== DATA FOR THIS EXERCISE ==

* * * * * * * * *

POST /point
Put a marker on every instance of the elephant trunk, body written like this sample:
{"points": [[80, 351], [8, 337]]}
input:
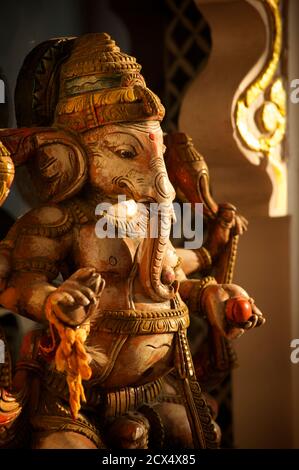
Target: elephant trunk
{"points": [[158, 280]]}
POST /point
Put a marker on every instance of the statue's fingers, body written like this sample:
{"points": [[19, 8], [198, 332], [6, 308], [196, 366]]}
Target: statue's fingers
{"points": [[85, 290], [63, 298], [235, 333], [256, 310], [82, 274], [260, 321], [79, 297], [254, 320]]}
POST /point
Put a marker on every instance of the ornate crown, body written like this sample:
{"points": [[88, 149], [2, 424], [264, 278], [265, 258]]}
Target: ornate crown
{"points": [[101, 85]]}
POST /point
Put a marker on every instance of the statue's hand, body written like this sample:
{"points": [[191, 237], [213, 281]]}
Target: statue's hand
{"points": [[78, 297], [230, 309], [228, 222]]}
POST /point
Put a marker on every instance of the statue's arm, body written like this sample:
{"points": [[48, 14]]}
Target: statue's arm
{"points": [[38, 246]]}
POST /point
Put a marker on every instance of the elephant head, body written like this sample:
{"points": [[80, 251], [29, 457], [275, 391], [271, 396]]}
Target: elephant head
{"points": [[101, 132]]}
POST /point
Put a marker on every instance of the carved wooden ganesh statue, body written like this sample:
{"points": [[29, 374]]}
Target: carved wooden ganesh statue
{"points": [[110, 365]]}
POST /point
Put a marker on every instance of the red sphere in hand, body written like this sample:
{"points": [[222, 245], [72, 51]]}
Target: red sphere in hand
{"points": [[238, 309]]}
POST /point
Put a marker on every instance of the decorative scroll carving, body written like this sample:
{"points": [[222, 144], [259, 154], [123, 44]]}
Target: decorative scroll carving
{"points": [[260, 114]]}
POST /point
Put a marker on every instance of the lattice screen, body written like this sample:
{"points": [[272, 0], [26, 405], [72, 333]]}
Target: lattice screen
{"points": [[187, 47]]}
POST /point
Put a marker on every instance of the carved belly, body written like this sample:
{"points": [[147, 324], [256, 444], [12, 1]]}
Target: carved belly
{"points": [[132, 360]]}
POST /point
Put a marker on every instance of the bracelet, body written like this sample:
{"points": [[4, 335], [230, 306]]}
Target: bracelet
{"points": [[194, 299], [204, 257]]}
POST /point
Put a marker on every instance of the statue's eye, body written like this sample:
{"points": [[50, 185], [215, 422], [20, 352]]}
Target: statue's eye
{"points": [[126, 153]]}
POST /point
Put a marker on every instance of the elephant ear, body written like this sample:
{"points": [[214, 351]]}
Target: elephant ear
{"points": [[37, 88], [55, 158], [59, 165]]}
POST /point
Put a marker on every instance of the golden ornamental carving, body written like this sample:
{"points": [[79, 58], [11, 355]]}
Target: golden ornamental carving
{"points": [[6, 173], [260, 114]]}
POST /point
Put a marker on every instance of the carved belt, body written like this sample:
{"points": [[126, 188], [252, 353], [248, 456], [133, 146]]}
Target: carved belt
{"points": [[144, 322], [116, 402]]}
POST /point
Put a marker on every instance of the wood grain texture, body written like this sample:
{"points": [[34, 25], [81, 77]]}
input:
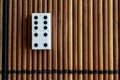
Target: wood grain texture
{"points": [[45, 2], [19, 38], [110, 38], [65, 38], [85, 38], [80, 38], [60, 38], [14, 39], [29, 51], [54, 36], [100, 37], [39, 58], [49, 7], [9, 39], [105, 36], [95, 37], [75, 66], [24, 39], [70, 43], [115, 38], [90, 37], [1, 17]]}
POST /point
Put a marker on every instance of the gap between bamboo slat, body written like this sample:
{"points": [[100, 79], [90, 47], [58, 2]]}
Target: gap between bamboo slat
{"points": [[110, 38], [100, 38], [19, 38], [80, 39], [105, 36], [14, 39], [9, 39], [45, 2], [54, 36], [90, 37], [60, 38], [29, 52], [75, 66], [65, 38], [85, 38], [34, 53], [1, 12], [24, 39], [95, 37], [49, 52], [39, 58], [70, 43], [115, 46]]}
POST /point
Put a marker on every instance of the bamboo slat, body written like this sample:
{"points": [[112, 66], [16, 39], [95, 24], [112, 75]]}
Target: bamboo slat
{"points": [[34, 53], [65, 38], [90, 37], [80, 39], [45, 2], [9, 39], [1, 12], [105, 37], [110, 38], [24, 40], [75, 66], [39, 76], [100, 38], [50, 51], [29, 51], [115, 37], [85, 38], [70, 43], [19, 38], [95, 37], [54, 36], [60, 38], [14, 39]]}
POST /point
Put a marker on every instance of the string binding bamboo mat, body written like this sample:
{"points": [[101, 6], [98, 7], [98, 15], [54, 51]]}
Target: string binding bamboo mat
{"points": [[85, 42]]}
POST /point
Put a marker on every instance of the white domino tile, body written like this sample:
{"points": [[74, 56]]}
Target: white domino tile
{"points": [[41, 31]]}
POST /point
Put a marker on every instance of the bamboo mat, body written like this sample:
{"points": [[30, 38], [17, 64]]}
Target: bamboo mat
{"points": [[1, 4], [84, 40]]}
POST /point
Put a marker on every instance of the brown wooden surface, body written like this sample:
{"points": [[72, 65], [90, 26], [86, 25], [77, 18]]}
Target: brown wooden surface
{"points": [[1, 12], [95, 37], [105, 37], [84, 39]]}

* * * * * * * * *

== DIRECTIONS ==
Each entry must be retyped word for word, with every image omitted.

== FINAL RESULT ==
POST /point
Put a marker on every instance of the elephant trunk, body written like this sample:
{"points": [[80, 351], [8, 337]]}
input:
Target: elephant trunk
{"points": [[158, 280]]}
POST /point
Put a marker on every instance of the statue's fingers, body written like this sample:
{"points": [[19, 8], [198, 332], [6, 308], [196, 366]]}
Target: statue's fingers
{"points": [[85, 290], [63, 298], [235, 333], [256, 310], [82, 274], [260, 321], [79, 297], [254, 320]]}
POST /point
Put a marker on every instance of the ornate crown, body written like this sample:
{"points": [[88, 149], [2, 424], [264, 278], [265, 258]]}
Target: ornate crown
{"points": [[101, 85]]}
POST /point
Put a marker on every instance of the statue's hand, body written like this sample:
{"points": [[191, 237], [213, 281]]}
Target: statue's hand
{"points": [[78, 297], [230, 309], [228, 222]]}
POST /point
Put a marker on every instance of the statue's arm, body written like this sample:
{"points": [[48, 14]]}
Target: statue's arm
{"points": [[38, 246]]}
POST /point
Put a marker on every instance of the elephant head, body written like this sample:
{"points": [[80, 251], [29, 457], [275, 391], [271, 396]]}
Target: elephant head
{"points": [[101, 132]]}
POST /point
Put a marker on every instance of the carved wooden ganesh statue, body written like this sample:
{"points": [[29, 374]]}
Target: carved wooden ganesh statue
{"points": [[110, 365]]}
POST /point
Put a marker on every instance of the red sphere in hand, body written like this sample:
{"points": [[222, 245], [72, 51]]}
Target: red sphere in hand
{"points": [[238, 309]]}
POST /point
Put a marker on every instance of the decorative scroll carving, body written like this sample:
{"points": [[222, 144], [259, 154], [123, 44]]}
Target: decorative scroll carving
{"points": [[260, 114]]}
POST /point
Put a marker on every instance of the lattice screen, body written like this sample:
{"points": [[272, 0], [26, 405], [72, 333]]}
Target: lattice screen
{"points": [[187, 47]]}
POST /point
Put a marker on every instance of the carved belly, body written like this sample:
{"points": [[147, 324], [256, 444], [12, 1]]}
Target: carved belly
{"points": [[132, 360]]}
POST /point
Put a marker on every instance of the bracelet, body written like this sample:
{"points": [[4, 335], [230, 306]]}
Target: bracelet
{"points": [[194, 299], [204, 257]]}
POST /point
Put a marker on every instance of the statue's eye, body written like this sample:
{"points": [[50, 185], [215, 422], [20, 352]]}
Target: statue's eye
{"points": [[126, 153]]}
POST /point
Put a marker on every instance of the elephant ear, body written like this sample:
{"points": [[214, 351]]}
Target: elephant ear
{"points": [[37, 88], [55, 158], [59, 165]]}
POST /point
Put a marker on every instance of the golden ornamental carving, body written like this sample:
{"points": [[79, 58], [11, 355]]}
Target: golden ornamental carving
{"points": [[6, 173], [260, 114]]}
POST /point
Put a marker on every instance of the carved belt, body written like this sample:
{"points": [[126, 188], [252, 353], [248, 456], [133, 146]]}
Target: carved belt
{"points": [[144, 322], [116, 402]]}
POST /point
Put a marker on every instance of the wood grain texture, body written like this sample:
{"points": [[34, 25], [81, 77]]}
input:
Target: wood grain texture
{"points": [[45, 2], [19, 38], [110, 38], [65, 38], [85, 38], [80, 38], [60, 38], [14, 39], [29, 51], [54, 36], [100, 37], [39, 58], [49, 7], [9, 39], [105, 36], [95, 37], [75, 66], [24, 39], [70, 43], [115, 38], [90, 37], [1, 17]]}
POST /point
Put a marker on every instance of the gap between bamboo slat, body written like this sample:
{"points": [[100, 79], [90, 47], [58, 2]]}
Target: gap between bamboo slat
{"points": [[110, 38], [100, 38], [19, 38], [80, 39], [105, 36], [14, 39], [9, 39], [45, 2], [54, 36], [90, 37], [60, 38], [29, 52], [75, 66], [65, 38], [85, 38], [34, 53], [1, 12], [24, 39], [95, 37], [49, 52], [39, 58], [70, 43], [115, 46]]}
POST /point
Put a marker on every instance of the bamboo slat, body written like this sample:
{"points": [[112, 66], [16, 39], [95, 24], [112, 75]]}
Target: bamboo slat
{"points": [[34, 53], [65, 38], [90, 37], [80, 39], [45, 2], [9, 39], [1, 12], [105, 37], [110, 38], [24, 40], [75, 66], [39, 76], [100, 38], [50, 51], [29, 51], [115, 37], [85, 38], [70, 43], [19, 38], [95, 37], [54, 36], [60, 38], [14, 39]]}
POST /point
Put a marker on every instance of the string binding bamboo mat, body written like this sample:
{"points": [[101, 6], [98, 7], [98, 15], [54, 51]]}
Target: string binding bamboo mat
{"points": [[85, 42]]}
POST /point
Put a marker on every instance of the white domino tile, body written like this sample:
{"points": [[74, 56]]}
Target: white domino tile
{"points": [[41, 31]]}
POST /point
Put a marker on every instance of the bamboo mat, body written like this sample:
{"points": [[30, 38], [17, 64]]}
Target: bamboo mat
{"points": [[1, 4], [84, 40]]}
POST /point
Put a marker on every instance of the brown wooden surface, body written like this sample:
{"points": [[72, 65], [90, 26], [86, 25], [77, 18]]}
Target: brown wooden surface
{"points": [[1, 12], [95, 37], [105, 37], [84, 39]]}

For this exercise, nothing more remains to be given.